[Labels for object points]
------
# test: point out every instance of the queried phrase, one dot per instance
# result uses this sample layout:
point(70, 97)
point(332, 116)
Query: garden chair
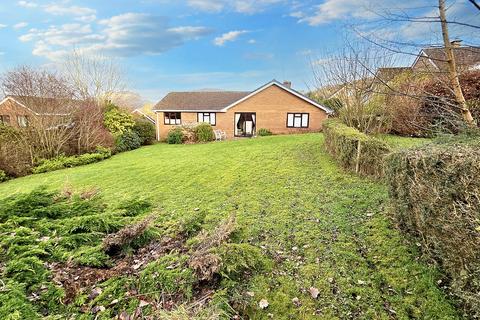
point(220, 135)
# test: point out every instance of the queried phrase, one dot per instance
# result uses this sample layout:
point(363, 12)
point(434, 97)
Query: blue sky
point(191, 44)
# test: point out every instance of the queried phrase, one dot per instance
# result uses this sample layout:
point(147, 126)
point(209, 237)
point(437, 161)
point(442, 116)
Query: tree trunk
point(452, 68)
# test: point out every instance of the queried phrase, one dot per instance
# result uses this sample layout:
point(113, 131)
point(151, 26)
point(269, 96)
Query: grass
point(316, 225)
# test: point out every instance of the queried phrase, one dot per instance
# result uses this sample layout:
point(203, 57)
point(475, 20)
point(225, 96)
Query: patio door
point(245, 124)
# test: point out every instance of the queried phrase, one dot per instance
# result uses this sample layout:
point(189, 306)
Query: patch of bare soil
------
WHAT IS EXPECTED:
Revise the material by changing every "sample layout" to "example format" and keeping everything else the same. Leave the pictures out of your answer.

WORKED ANSWER:
# test: point out every instance of the queried phrase, one dot per instance
# result uses this example format:
point(70, 97)
point(332, 116)
Query: garden chair
point(220, 135)
# test: point out every instance of the queried phrase, one dot per instance
# result uses this example format:
point(363, 12)
point(434, 97)
Query: blue sky
point(191, 44)
# test: point out every instance of the queried phrase, one dot per instance
# result uses this example format:
point(147, 126)
point(209, 237)
point(437, 161)
point(442, 116)
Query: tree trunk
point(452, 68)
# test: point out every instance of the queried phrase, one dot per instance
# result uses this example format:
point(113, 131)
point(151, 26)
point(269, 96)
Query: grass
point(316, 225)
# test: point out every instance of the queried phrase, one dot per instance
# result uses this example format:
point(203, 57)
point(475, 20)
point(225, 96)
Query: patio door
point(245, 124)
# test: point out every instance of the queried phrase, one dot per instance
# result uses this example format:
point(189, 306)
Query: patch of bare soil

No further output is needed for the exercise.